-- START Quoted text --

The commander of the Iraqi Counter-Terrorism forces had declared “victory and liberation” in eastern Mosul on Wednesday afternoon.
“We expect Iraqi government forces to recapture Mosul before the second half of the year,” Strack said. “After Mosul, the Iraqi government will probably focus its attention on the remaining pocket of resistance around Hawija, which the jihadists are using as a base for their campaign of sustained terrorist attacks in Baghdad.”
Iraqi forces supported by Kurdish Peshmerga and coalition forces began operations to retake the country’s second-largest city and ISIS’s final foothold of Mosul last October.
The report cited the Kurdish-dominated SDF for achieving significant advances in the northwestern Raqqa Province in Syria with the support of US-led coalition airstrikes and special forces advisers. Earlier this month, two axes of SDF joined forces in the village of Kurmanju and are attempting a crescent-shaped siege of the city of Raqqa, which ISIS claims to be its capital.
“Raqqa represents the core of the Islamic State and they are unlikely to leave without a fight,” Strack said. “It would probably take a major ground intervention by one of the main external players, the US, Turkey, or Russian and Iranian-backed Syrian government forces, to expel the Islamic State from Raqqa in 2017.”
Leaders, including Kurdistan Regional Government President Masoud Barzani, have said beating ISIS will require more than military efforts, but also defeating the social, economic and cultural aspects of ISIS.
“The Islamic State is internally divided into two opposing doctrinal trends: the mainstream view drawn from Turki al-Bin’ali, and the more extreme interpretation following the ideas of Ahmed al-Hazimi,” said Ludovico Carlino, senior analyst with IHS Conflict Monitor.

-- END Quoted text --

- [Requirement 1]: According to the passage on the campaign against ISIS, in which village did two axes of the SDF join forces?
- [Requirement 2]: Print the stretch of the passage on the campaign against ISIS from "Leaders, including Kurdistan" through "IHS Conflict Monitor.".
The listing that comes next is not needed.

-- START Available data --

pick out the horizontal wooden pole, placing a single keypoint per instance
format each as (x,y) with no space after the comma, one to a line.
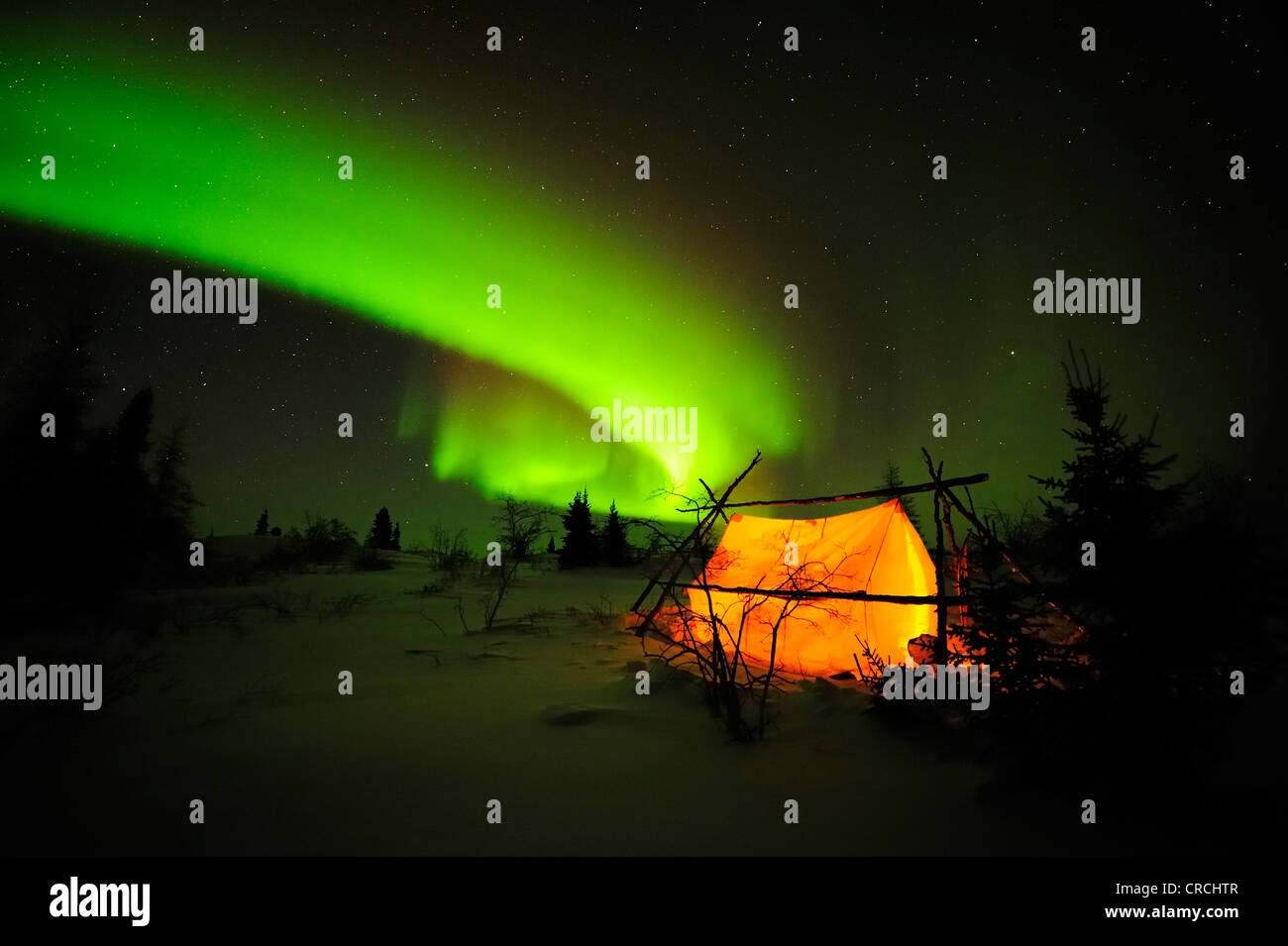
(870,494)
(842,594)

-- END Available data --

- [Right answer 1]: They joined forces in the village of Kurmanju.

- [Right answer 2]:
Leaders, including Kurdistan Regional Government President Masoud Barzani, have said beating ISIS will require more than military efforts, but also defeating the social, economic and cultural aspects of ISIS.
“The Islamic State is internally divided into two opposing doctrinal trends: the mainstream view drawn from Turki al-Bin’ali, and the more extreme interpretation following the ideas of Ahmed al-Hazimi,” said Ludovico Carlino, senior analyst with IHS Conflict Monitor.